→ ABOUT THIS TASK
In the entries below, find the line containing "background, one per animal or object that matches.". Copy it and all lines after it, exactly, through the end.

→ THE RECORDS

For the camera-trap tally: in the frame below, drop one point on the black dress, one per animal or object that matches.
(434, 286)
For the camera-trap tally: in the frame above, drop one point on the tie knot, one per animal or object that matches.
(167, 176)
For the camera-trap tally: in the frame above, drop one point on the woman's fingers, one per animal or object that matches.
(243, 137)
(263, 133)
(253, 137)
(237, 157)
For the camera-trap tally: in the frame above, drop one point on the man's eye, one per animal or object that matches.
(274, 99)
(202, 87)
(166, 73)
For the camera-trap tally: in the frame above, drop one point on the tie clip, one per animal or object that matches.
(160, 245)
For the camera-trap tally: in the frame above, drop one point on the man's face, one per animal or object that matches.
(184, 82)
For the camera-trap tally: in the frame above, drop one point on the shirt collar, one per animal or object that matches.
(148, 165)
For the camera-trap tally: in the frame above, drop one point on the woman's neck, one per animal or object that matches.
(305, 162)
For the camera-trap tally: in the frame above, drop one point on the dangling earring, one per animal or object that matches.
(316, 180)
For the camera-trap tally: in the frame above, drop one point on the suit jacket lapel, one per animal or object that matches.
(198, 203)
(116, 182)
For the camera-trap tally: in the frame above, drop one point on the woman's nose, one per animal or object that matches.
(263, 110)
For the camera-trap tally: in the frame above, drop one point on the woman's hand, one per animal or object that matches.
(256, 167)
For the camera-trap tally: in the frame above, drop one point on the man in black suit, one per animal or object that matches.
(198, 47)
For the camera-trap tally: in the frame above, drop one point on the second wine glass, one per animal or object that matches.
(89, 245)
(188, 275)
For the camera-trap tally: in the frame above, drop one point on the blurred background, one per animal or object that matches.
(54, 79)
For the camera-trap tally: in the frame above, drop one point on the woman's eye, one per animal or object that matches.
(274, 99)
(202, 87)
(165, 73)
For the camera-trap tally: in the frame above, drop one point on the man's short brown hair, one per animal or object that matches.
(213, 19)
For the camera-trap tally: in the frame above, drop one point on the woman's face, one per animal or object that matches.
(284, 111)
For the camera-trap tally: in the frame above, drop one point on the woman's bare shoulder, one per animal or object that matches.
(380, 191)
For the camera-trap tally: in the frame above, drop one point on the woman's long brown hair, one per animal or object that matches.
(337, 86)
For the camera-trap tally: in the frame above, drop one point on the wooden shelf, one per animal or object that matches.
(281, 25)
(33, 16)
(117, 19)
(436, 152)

→ TASK RESPONSE
For the camera-trap tally: in the frame above, drop one point on the blurred background, one per animal or object that matches.
(54, 79)
For the camera-trap tally: in the frame above, drop one point on the woman's eye, one per animal or object that matches.
(274, 99)
(202, 87)
(165, 73)
For the camera-trap tally: in the frame above, drop one point on the man's short brown hair, one per animal or object that matches.
(213, 19)
For the camera-trap tally: in the frame above, drop one point on the woman's face, one per animal or object that matches.
(284, 111)
For the camera-trap tally: in the frame above, drop one point on the woman's bare shoulder, one per animal or object that matches.
(380, 191)
For the camera-trap tally: in the frame above, drop one point on the woman's long brown hair, one per animal or object that matches.
(337, 86)
For the camera-trap tally: in the frame above, drop one point on the wooden shelf, one per animal or object that matches.
(281, 25)
(33, 16)
(117, 19)
(436, 152)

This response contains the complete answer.